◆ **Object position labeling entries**

- - -

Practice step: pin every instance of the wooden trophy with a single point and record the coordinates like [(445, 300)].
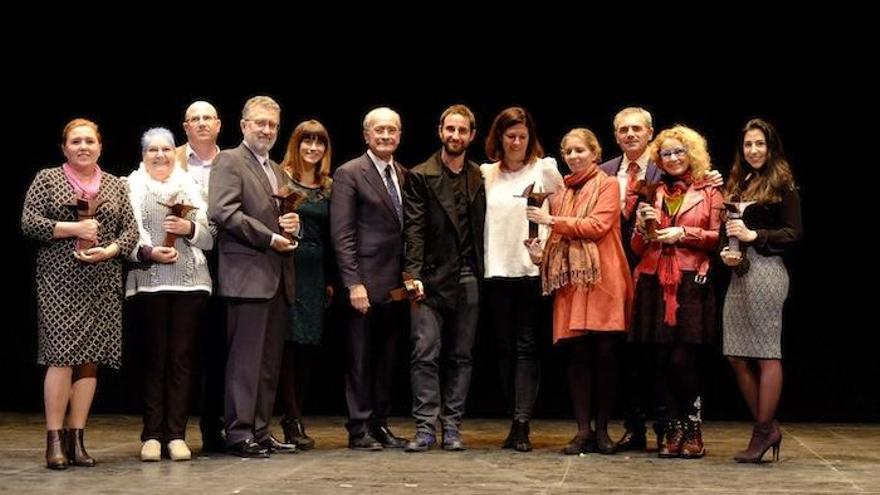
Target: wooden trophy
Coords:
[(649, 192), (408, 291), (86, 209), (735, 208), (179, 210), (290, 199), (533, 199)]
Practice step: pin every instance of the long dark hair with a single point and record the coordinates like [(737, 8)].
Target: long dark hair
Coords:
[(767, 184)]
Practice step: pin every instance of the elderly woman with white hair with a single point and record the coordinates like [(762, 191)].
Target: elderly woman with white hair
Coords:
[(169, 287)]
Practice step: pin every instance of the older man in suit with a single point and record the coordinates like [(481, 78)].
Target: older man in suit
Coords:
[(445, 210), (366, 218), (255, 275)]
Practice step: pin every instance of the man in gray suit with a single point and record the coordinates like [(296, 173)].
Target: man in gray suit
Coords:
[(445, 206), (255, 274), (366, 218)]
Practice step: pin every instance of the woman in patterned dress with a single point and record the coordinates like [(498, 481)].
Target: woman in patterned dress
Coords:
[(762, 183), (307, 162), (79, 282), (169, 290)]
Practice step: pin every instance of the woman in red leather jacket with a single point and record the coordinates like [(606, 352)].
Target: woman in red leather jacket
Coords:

- - -

◆ **DESCRIPTION OF THE TASK**
Output all of the data exactly as it stands, minus any images.

◆ **EXERCISE RESULT**
Practice step: pin every instance of the wooden trophy with a single point and record the coordinates like [(445, 300)].
Target: wooden trophy
Coords:
[(649, 192), (408, 291), (86, 209), (735, 208), (179, 210), (290, 199), (533, 199)]
Practice step: pin every instance of the long dark hair with a single point and record the coordinates like [(737, 8)].
Target: long dark hair
Coords:
[(767, 184)]
Practice step: pin every instance of the elderly woman with white hair with a single point and record the coordinates like [(762, 191)].
Target: elderly woman with white hair
Coords:
[(169, 287)]
Practice step: pin every instance of the older man in suit with a single point and record the coordinates like [(481, 78)].
Target: older man in suit
Coords:
[(445, 210), (366, 218), (255, 275)]
Practice step: pin every instance of the man in gray suit with a single point and record the coordinates like [(296, 173)].
Target: man in gray suit
Coords:
[(445, 206), (255, 274), (366, 218)]
Practice step: pin every instance of the woman in patterned dress with a single point and record the coordinates like [(498, 481)].
Target: woman in patterned dress
Coords:
[(762, 183), (307, 162), (79, 282), (169, 290)]
Practice step: pin every instance of the woman in red leather jacket with a single point and record the coordinates like [(606, 352)].
Target: woman in red leather jacket
Coords:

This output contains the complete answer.